--- Required action ---
Retype, word for word, every line starting at the line with "Point to the person's arm." and ending with the final line of the entries; skip the pictures.

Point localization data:

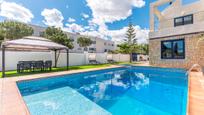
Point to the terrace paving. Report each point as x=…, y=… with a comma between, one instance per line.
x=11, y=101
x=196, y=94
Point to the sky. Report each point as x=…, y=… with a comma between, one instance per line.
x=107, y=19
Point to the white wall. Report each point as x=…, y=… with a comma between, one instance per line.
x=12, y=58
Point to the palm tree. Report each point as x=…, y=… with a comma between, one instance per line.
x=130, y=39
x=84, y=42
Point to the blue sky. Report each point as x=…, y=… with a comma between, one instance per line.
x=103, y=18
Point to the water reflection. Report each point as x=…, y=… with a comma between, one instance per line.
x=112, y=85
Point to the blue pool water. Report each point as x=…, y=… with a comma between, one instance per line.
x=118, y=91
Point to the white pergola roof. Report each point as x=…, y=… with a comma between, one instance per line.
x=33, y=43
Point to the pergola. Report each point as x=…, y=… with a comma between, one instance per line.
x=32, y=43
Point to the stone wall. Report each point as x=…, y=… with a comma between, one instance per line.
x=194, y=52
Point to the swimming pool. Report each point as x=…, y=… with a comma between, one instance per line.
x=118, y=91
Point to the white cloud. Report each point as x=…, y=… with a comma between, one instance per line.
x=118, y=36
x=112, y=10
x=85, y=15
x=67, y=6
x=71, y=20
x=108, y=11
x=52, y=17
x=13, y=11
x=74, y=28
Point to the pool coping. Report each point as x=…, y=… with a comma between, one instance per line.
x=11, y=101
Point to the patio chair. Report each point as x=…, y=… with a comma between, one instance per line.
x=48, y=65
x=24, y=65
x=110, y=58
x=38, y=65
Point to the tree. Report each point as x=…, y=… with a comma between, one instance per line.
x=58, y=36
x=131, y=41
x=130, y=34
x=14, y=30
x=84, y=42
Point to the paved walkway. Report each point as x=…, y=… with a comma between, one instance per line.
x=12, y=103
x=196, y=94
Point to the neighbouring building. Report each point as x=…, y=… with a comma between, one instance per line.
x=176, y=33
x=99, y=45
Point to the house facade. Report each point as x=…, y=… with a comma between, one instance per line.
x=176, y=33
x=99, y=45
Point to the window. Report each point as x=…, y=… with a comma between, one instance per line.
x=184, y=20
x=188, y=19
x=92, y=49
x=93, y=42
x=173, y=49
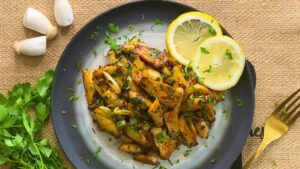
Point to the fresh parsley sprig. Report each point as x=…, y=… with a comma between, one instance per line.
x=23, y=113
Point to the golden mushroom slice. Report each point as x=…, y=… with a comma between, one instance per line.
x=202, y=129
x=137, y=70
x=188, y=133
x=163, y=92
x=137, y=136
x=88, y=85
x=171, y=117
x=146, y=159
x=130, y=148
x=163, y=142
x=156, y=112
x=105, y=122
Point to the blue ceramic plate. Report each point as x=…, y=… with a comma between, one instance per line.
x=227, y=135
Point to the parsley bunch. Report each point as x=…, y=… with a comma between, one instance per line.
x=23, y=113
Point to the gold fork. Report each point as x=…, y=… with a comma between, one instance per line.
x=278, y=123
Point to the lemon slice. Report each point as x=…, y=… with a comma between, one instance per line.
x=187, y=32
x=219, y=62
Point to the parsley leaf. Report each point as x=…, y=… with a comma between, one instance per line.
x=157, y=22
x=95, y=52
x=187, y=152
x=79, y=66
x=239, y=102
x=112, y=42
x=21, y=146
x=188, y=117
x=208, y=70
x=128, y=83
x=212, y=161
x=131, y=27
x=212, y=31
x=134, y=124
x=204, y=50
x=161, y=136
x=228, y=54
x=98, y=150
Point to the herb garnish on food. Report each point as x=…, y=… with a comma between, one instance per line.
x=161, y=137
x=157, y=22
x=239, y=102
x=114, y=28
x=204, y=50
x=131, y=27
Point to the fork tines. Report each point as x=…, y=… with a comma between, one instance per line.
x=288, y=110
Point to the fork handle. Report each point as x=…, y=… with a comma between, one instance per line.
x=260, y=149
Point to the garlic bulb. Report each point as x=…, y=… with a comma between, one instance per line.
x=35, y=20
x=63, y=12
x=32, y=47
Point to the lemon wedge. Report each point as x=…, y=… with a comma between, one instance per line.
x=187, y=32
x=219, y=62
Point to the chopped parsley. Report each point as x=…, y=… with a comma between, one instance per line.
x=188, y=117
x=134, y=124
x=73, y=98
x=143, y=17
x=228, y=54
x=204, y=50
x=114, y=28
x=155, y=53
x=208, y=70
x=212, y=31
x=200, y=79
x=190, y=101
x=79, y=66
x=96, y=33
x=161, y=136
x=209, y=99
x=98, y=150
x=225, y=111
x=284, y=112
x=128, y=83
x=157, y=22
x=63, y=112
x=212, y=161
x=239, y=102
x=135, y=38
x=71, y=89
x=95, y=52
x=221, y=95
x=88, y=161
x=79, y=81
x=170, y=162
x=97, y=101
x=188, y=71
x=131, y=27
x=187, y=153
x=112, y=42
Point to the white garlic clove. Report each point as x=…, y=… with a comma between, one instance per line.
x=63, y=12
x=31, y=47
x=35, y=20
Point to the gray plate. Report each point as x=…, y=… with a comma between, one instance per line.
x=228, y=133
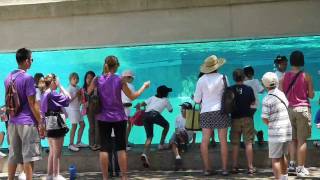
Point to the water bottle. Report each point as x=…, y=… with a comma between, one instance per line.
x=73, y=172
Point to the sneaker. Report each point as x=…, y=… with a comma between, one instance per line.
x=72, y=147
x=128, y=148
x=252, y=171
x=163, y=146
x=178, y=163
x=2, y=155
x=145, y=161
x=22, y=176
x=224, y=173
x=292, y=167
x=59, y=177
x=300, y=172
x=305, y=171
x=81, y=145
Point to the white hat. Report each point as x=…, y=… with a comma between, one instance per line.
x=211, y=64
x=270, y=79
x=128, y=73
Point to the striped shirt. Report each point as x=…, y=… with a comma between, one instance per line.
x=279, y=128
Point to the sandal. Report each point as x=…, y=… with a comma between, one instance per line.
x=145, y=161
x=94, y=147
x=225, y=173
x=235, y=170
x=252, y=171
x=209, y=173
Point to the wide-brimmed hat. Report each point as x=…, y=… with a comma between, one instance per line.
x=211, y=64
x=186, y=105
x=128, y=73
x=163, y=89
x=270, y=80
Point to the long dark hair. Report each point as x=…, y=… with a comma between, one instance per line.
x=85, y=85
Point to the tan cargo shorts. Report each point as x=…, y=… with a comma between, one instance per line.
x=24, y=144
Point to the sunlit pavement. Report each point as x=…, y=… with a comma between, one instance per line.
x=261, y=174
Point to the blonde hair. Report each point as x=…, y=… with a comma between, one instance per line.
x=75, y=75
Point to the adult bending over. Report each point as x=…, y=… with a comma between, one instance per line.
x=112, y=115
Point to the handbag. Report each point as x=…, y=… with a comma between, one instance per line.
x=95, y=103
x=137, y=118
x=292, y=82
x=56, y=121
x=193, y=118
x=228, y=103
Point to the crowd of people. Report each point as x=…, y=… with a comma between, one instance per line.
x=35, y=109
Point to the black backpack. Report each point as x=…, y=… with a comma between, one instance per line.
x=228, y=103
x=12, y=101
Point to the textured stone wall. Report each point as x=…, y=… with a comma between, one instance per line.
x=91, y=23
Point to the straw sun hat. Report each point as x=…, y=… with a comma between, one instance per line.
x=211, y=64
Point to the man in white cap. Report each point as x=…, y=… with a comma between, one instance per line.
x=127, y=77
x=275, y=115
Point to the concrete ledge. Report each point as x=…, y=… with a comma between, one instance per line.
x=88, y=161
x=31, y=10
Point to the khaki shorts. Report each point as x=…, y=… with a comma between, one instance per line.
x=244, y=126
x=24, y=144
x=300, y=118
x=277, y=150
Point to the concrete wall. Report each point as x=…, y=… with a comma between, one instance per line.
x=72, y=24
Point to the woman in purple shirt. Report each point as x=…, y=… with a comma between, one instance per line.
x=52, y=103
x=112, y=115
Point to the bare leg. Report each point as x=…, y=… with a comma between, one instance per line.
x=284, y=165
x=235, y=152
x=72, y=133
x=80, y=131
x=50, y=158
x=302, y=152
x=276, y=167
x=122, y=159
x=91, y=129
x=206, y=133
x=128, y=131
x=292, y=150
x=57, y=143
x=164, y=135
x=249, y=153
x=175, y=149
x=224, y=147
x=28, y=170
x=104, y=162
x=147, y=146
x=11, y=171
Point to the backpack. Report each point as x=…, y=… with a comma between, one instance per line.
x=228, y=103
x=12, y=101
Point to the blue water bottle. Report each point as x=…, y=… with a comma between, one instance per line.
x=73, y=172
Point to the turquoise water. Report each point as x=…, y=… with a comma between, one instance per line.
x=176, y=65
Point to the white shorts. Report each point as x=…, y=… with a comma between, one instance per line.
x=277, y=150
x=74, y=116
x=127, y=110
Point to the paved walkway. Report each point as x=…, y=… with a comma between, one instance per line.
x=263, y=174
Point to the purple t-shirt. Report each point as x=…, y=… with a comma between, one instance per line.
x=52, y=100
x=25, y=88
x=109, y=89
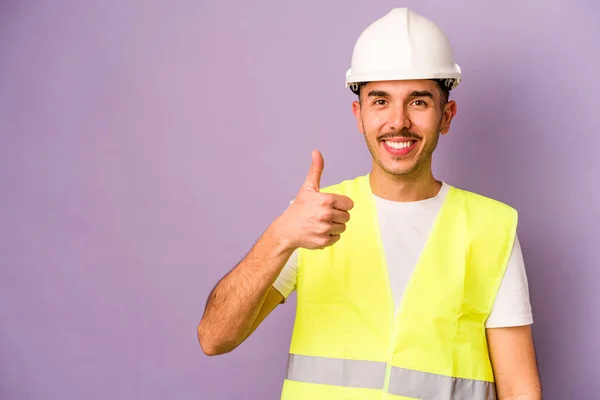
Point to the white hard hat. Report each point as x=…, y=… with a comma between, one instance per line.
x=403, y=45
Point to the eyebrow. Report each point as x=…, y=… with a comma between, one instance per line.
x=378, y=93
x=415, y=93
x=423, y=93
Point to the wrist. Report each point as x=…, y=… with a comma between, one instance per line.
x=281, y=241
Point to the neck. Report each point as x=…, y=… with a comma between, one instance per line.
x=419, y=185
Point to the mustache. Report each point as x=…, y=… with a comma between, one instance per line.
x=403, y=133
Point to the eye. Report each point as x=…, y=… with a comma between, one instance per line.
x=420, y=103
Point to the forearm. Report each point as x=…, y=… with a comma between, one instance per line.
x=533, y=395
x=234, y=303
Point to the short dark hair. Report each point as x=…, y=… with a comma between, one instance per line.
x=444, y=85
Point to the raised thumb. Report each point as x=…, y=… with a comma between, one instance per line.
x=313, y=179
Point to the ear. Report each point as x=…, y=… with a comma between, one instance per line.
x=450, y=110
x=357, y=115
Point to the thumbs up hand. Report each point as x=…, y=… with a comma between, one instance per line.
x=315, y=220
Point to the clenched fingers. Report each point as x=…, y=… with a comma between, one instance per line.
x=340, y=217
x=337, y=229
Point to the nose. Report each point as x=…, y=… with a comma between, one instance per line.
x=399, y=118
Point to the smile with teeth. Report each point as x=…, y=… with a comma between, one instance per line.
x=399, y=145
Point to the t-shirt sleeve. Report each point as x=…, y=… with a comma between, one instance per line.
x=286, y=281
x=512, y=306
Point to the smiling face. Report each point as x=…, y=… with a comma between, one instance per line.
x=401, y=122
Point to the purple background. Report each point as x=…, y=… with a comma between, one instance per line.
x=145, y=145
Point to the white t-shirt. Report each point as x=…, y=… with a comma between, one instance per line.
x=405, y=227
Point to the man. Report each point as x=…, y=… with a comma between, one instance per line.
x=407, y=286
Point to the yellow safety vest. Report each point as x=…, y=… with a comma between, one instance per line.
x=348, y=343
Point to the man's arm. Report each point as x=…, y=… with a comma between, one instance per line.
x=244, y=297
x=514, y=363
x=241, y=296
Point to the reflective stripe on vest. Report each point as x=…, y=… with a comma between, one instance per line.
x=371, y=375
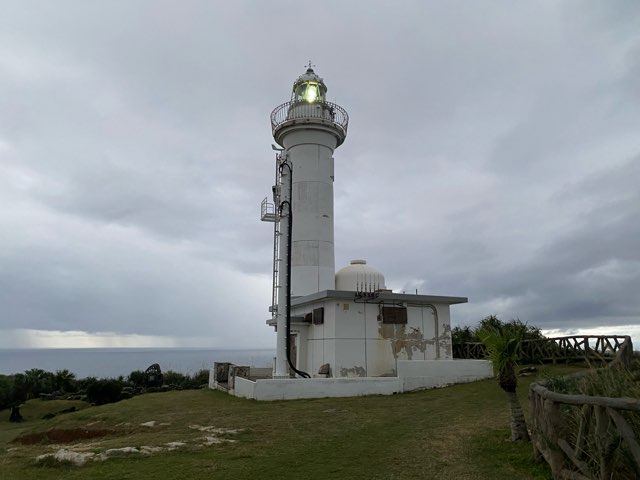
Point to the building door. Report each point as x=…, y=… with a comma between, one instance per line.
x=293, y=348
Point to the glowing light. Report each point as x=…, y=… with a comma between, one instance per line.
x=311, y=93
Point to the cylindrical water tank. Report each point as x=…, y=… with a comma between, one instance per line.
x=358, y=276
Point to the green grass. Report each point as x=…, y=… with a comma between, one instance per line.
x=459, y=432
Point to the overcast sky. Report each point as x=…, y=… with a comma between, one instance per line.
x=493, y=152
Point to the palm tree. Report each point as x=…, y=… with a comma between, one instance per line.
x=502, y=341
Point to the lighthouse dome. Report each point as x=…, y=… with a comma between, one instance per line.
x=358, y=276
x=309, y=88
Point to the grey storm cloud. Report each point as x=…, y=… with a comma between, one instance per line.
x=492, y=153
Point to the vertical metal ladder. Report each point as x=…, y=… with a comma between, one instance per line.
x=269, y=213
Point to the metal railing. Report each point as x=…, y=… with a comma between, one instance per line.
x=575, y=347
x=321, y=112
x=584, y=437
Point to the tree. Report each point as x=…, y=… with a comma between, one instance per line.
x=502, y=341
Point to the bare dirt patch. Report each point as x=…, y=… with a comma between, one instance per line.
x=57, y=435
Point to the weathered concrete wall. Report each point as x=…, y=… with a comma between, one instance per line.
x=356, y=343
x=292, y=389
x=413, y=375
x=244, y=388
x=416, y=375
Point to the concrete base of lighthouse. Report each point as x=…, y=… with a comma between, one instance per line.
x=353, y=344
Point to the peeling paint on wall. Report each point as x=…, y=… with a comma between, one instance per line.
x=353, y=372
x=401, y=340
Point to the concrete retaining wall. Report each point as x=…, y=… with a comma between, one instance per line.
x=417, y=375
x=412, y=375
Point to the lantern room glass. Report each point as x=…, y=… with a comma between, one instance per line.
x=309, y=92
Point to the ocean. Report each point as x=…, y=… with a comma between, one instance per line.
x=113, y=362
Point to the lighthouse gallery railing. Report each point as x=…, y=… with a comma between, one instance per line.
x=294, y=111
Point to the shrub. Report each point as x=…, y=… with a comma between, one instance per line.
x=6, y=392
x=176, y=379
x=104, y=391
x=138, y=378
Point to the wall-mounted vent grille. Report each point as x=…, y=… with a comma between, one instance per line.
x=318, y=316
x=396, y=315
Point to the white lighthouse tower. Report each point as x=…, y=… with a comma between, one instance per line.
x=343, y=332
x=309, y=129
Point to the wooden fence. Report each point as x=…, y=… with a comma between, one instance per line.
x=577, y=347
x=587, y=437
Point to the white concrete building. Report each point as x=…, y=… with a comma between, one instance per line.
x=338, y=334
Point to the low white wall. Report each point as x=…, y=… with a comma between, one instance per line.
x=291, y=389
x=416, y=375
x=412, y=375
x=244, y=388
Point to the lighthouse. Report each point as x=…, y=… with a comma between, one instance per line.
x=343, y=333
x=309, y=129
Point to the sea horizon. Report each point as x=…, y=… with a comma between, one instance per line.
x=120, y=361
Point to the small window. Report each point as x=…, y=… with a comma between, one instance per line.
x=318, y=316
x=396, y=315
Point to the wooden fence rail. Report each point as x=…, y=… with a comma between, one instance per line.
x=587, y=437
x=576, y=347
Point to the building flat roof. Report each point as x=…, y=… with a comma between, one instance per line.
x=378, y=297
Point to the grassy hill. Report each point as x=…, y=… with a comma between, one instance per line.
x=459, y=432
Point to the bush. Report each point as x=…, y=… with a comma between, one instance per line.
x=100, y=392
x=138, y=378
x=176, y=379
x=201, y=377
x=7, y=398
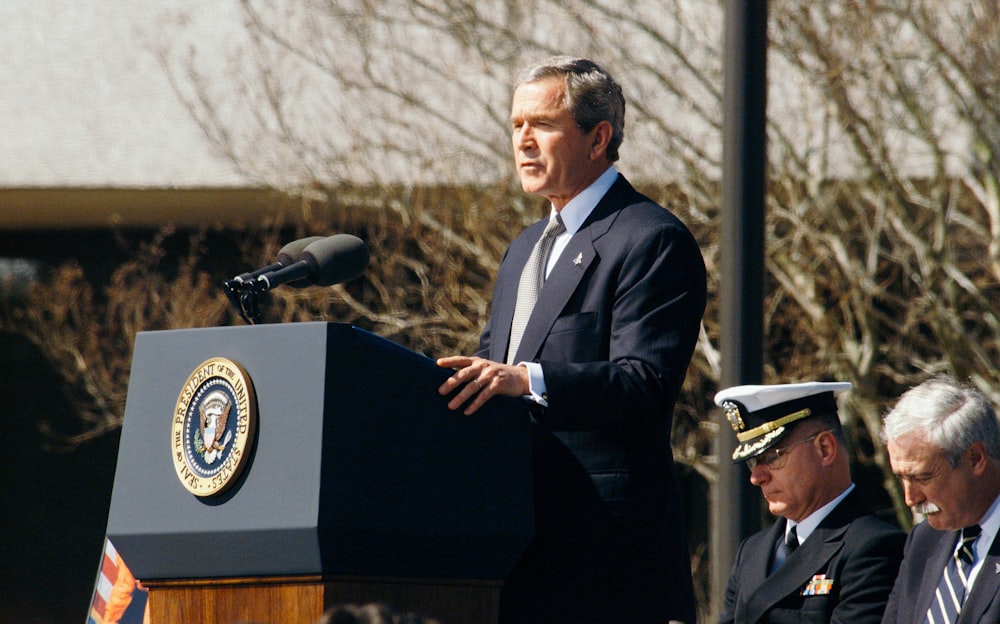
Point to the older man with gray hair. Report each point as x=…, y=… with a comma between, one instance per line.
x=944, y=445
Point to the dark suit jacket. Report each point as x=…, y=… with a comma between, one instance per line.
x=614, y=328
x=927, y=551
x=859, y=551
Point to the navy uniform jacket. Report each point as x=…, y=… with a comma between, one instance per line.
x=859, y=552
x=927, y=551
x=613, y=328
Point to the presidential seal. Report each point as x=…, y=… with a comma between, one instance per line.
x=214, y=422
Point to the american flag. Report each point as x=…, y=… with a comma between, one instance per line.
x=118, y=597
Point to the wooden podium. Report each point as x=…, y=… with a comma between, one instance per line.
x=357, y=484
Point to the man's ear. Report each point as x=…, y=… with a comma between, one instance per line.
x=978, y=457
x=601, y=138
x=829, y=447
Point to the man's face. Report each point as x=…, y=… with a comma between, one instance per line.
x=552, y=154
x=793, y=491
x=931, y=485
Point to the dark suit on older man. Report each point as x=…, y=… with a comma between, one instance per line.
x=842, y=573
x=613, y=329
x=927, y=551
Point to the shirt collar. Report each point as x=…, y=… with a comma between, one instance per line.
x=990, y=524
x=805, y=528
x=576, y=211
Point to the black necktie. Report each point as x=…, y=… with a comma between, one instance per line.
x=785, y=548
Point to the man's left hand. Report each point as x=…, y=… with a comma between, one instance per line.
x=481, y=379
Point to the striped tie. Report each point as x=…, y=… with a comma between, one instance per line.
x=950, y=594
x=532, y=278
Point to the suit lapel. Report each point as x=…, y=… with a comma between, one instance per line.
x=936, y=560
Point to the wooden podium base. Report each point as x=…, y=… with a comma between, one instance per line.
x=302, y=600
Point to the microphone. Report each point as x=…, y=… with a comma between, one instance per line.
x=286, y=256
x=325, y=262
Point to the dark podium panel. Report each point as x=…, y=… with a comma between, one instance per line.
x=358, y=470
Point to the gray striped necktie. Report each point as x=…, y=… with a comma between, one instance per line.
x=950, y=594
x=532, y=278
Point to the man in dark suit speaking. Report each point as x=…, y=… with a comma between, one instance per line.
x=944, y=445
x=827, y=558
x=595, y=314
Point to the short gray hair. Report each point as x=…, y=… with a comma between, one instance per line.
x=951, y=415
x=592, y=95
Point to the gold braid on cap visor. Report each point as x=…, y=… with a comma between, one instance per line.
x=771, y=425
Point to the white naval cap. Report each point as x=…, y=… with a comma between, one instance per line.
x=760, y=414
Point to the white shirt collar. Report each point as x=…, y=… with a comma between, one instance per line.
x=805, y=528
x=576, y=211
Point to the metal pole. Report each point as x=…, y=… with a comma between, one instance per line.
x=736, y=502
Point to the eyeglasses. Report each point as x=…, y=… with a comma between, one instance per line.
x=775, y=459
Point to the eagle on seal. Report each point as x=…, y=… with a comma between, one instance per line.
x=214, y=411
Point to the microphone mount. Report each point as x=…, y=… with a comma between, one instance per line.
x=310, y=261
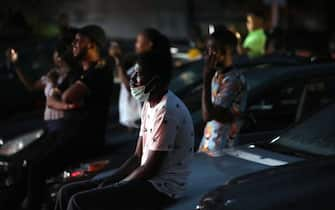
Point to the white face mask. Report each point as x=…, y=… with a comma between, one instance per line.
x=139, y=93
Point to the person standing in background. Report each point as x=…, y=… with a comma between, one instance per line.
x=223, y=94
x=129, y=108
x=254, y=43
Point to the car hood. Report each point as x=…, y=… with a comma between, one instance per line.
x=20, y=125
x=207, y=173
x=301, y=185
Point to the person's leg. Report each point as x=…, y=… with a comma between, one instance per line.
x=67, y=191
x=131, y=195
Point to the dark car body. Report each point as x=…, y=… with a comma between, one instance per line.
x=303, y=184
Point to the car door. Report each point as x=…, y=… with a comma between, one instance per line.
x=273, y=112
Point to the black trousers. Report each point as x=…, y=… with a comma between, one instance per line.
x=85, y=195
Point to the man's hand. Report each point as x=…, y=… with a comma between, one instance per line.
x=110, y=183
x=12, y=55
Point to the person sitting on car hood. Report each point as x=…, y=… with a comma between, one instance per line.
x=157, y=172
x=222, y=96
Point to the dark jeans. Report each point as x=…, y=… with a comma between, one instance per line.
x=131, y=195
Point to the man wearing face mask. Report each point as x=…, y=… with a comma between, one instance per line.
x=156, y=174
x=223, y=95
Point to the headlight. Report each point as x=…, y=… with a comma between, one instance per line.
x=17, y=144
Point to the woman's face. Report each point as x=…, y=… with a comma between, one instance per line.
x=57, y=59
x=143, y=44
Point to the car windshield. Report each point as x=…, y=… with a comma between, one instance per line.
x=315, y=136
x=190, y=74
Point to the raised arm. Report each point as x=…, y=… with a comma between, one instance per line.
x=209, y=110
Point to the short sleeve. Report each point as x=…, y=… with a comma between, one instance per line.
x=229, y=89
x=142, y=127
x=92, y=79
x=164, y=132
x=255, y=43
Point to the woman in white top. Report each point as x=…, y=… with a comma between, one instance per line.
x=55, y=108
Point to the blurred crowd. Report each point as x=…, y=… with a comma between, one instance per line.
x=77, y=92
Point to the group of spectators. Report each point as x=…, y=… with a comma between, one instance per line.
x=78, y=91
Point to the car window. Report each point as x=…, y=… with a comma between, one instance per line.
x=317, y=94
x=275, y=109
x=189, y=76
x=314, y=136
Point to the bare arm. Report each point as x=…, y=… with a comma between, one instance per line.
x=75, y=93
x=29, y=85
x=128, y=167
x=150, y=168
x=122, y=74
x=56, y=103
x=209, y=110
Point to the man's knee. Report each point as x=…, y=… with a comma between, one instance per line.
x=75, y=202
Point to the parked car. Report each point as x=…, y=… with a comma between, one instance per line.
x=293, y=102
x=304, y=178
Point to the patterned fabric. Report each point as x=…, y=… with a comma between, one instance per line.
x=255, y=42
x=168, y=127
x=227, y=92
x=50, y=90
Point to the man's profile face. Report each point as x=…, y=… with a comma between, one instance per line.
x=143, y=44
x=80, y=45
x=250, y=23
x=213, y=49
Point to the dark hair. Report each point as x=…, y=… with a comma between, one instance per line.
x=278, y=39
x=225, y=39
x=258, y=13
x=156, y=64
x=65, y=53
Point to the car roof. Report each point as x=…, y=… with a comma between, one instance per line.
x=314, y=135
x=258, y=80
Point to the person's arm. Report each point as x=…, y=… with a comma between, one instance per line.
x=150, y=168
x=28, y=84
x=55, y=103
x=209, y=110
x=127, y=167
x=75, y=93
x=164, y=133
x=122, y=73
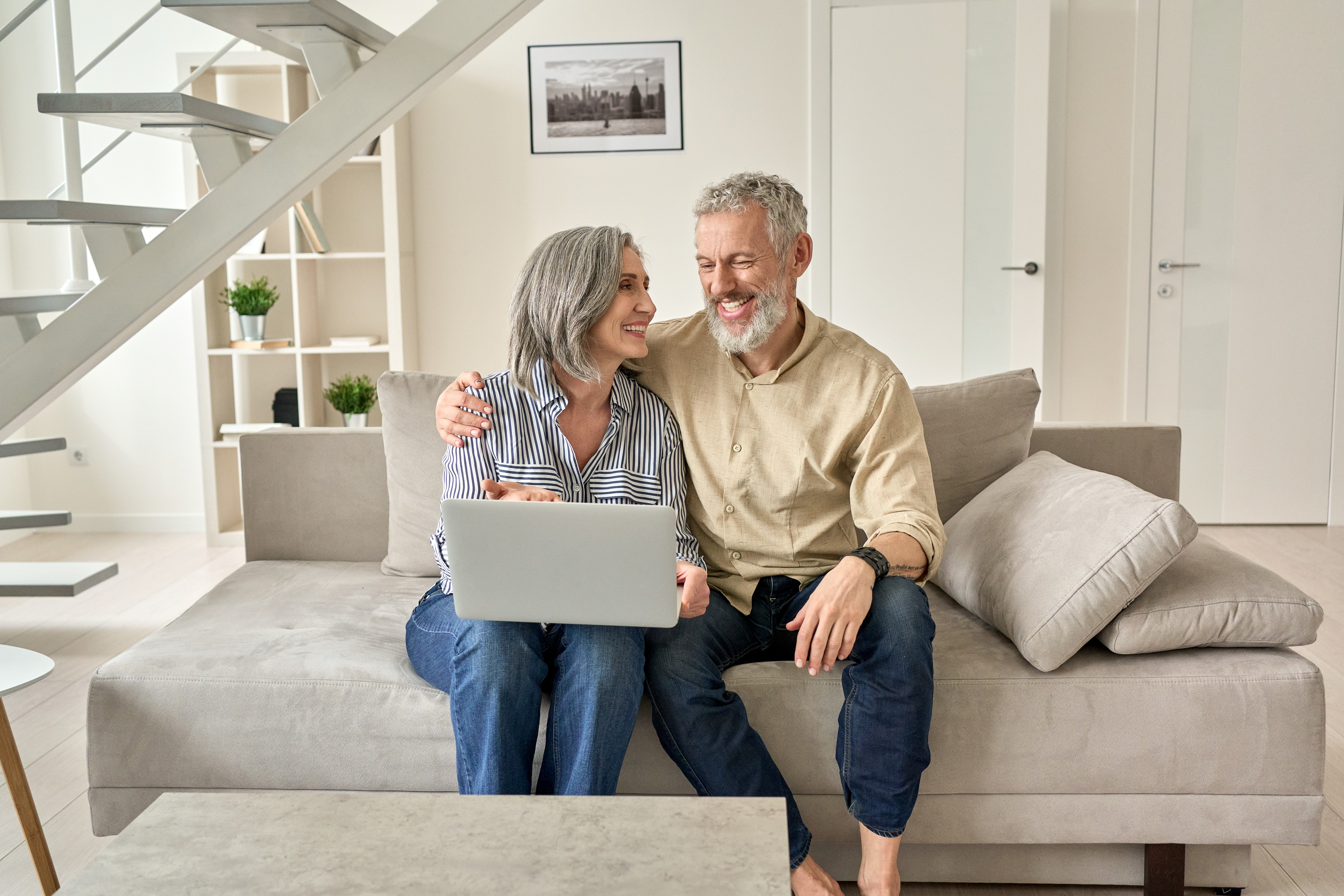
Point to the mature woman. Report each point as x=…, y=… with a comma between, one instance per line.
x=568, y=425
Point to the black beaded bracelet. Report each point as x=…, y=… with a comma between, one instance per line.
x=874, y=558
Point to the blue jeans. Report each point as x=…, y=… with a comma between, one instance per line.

--- Response area ---
Point to the person's arm. Report each point as x=…, y=… with a comma between, one instance per line.
x=150, y=168
x=28, y=84
x=55, y=103
x=209, y=110
x=127, y=167
x=75, y=93
x=164, y=133
x=122, y=73
Point to the mature woman. Report each point as x=…, y=… with a comma between, one instance per line.
x=568, y=425
Point to the black beaded bracelet. Report each point as x=…, y=… with a comma between, one instance per line.
x=874, y=558
Point to the blue jeans. Report each point as x=…, y=… with a comma between, one instance per line.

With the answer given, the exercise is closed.